*** Reading text ***
He lived just up in Kemp Town and brought a series of three plays from the National Theatre, his company, with an extraordinary range of actors – Strindberg’s Dance of Death, Feydeau’s A Flea in Her Ear, and Robert Bolt’s Brother and Sister. Just look at that cast – Geraldine McEwen, Anthony Hopkins, Petronella Barker, a whole range of people who came into our consciousness later on. The important thing about the initial Festival was that it was self-consciously a festival of place. It was Brighton saying, “We can be better than mods and rockers beating each other up on the beach – we can represent something interesting and innovative, capturing the spirit which the Prince Regent started.” It’s such a commonplace statement now, that art can form part of a cultural regeneration, but people in Brighton were starting to think that way in 1967.
How has this year’s Festival engaged with the local pool of talent?
What we’ve done is think about artists who’ve really established themselves in the Brighton community but also on the international stage. The first example is Tim Crouch (pictured left) and Spymonkey. They’re two artists based in Brighton who’ve made names for themselves but never worked together, now coming together to create The Complete Deaths, every death in every Shakespeare play, including the fly in Titus Andronicus, 75 in all. Spymonkey’s brand of physical comedy is really infectious, now coupled with Tim’s very cerebral, rigorous and learned writing. It makes for an extraordinary mix. It’s one of eight Brighton commissions from artists either based here or working on stories that emanate from here.
What others spring to mind?
*** End of Reading text ***
*** Source material ***
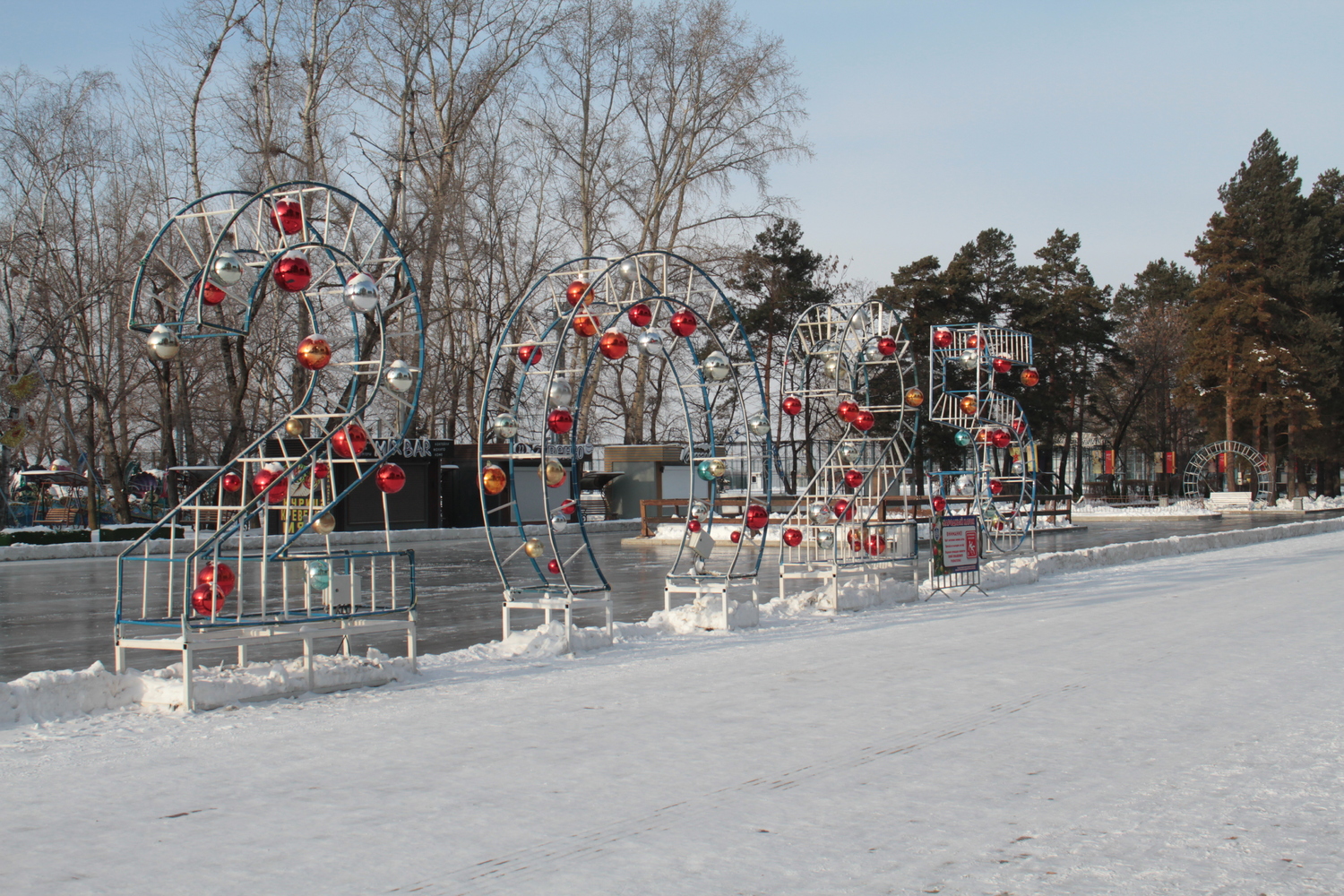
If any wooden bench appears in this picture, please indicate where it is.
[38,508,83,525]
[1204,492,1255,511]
*** End of Source material ***
*** Source material ***
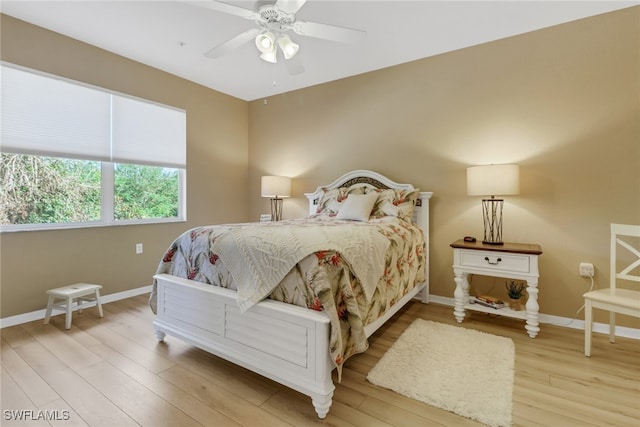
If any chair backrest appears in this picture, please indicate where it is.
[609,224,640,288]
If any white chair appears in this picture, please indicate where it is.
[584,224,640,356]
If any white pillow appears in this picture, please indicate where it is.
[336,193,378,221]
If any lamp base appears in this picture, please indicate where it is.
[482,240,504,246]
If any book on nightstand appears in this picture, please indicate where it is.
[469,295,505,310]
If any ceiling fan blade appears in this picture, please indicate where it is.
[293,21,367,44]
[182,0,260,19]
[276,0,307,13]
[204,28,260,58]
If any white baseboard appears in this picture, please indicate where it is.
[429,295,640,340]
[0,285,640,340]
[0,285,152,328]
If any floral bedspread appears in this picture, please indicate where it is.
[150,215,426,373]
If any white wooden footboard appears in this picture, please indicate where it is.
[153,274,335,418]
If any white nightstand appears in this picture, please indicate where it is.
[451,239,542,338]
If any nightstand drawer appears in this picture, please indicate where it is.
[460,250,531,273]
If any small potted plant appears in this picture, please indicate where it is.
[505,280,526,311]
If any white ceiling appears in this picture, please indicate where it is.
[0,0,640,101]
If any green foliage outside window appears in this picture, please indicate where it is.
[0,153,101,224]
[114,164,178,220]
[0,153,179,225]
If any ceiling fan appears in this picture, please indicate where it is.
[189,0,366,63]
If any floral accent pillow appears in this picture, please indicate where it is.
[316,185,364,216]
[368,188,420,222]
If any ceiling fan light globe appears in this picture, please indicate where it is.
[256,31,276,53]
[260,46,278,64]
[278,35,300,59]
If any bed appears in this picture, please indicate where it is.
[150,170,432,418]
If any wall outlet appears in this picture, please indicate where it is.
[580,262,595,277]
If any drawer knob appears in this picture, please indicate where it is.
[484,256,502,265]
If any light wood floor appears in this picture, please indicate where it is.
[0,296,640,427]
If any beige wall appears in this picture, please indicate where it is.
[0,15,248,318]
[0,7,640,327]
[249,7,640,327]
*** End of Source material ***
*** Source material ***
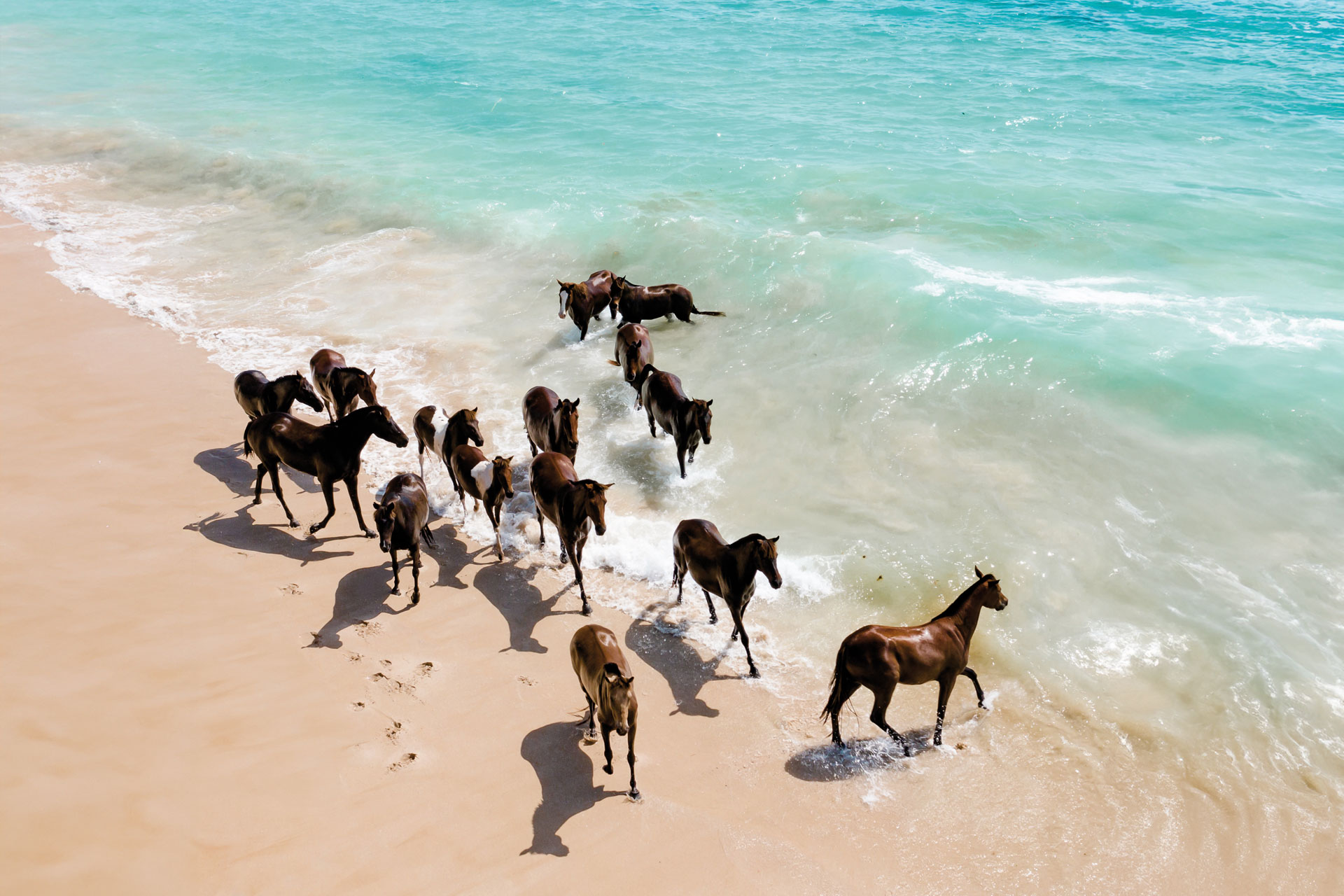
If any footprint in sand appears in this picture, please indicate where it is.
*** End of Source material ***
Apply what you read:
**a.** Copy out the stretch of the Brighton Festival interview from "How has this" through "spring to mind?".
**b.** Write the next part of the Brighton Festival interview, picking up after its last line.

Responses for each task:
**a.**
How has this year’s Festival engaged with the local pool of talent?
What we’ve done is think about artists who’ve really established themselves in the Brighton community but also on the international stage. The first example is Tim Crouch (pictured left) and Spymonkey. They’re two artists based in Brighton who’ve made names for themselves but never worked together, now coming together to create The Complete Deaths, every death in every Shakespeare play, including the fly in Titus Andronicus, 75 in all. Spymonkey’s brand of physical comedy is really infectious, now coupled with Tim’s very cerebral, rigorous and learned writing. It makes for an extraordinary mix. It’s one of eight Brighton commissions from artists either based here or working on stories that emanate from here.
What others spring to mind?

**b.**
Dr Blighty is a piece of work we’re creating with Nutkhut, a British-Asian company. We’re working with 14-18 NOW, the First World War commemorative organisation, and the Heritage Lottery Fund. They’ve all come together with the Royal Pavilion Museums and ourselves to retell the story of Indian soldiers hospitalised on the Pavilion Estate during the First World War.
It resonates with the festival theme of home; the idea of where one's home is and what happens when we’re displaced from it. These soldiers – in a rich and quite untold story – were brought here partly as an altruistic gesture but also from the bizarre notion they’d feel more at home where there’s an Indian-style pavilion. It was also about seeking publicity for the war effort, and there’s other layers too. It culminates in a range of work on the Pavilion Estate, both outdoor and indoor concerts – the Philharmonia Orchestra, Debashish Bhattacharya, the Indian slide guitarist, a video projection on the Royal Pavilion commemorating the 2,300 soldiers who died there.
And the playwright Neil Bartlett is another celebrated local talent who's getting involved...
Yes, with Stella. He has been incredibly important to us in previous years. It tells the story of one half of Fanny and Stella who were, for want of a better word, Victorian drag queens, music hall artists of no real discernible talent, but it makes for a very poignant and moving story reflecting on the nature of transgender then and now.
Was Brighton already a big hub for gay culture in 1967?
Yes, it was there at the start of gay liberation. There was a big movement building in the city. It was always a place people escaped to, somewhere more tolerant. Often people got to the end of the line, sought refuge here.
One of the most renowned events from the 1967 Festival was when they tried to turn the sea red. What was that about?
It was one of the brave experiments – and one of the demonstrable failures. God knows what the make-up of the red dye they poured into the sea was, I shudder to think about how toxic it might have been, but from a public engagement point of view it wasn’t there when people came to look. It had all drifted off towards Newhaven. The concept initially was to make a Union Jack in the sea. How jingoistic! Sadly it didn’t work.
Talking of Union Jacks, The Who played that first Festival, too.
They played in the Dome Concert Hall. There’s fantastic footage that’s materialised. It sadly doesn’t have soundtrack footage but what’s funny is the nonplussed audience, absolutely stone-faced. They don’t even seem very enthusiastic when The Who start smashing up their kit.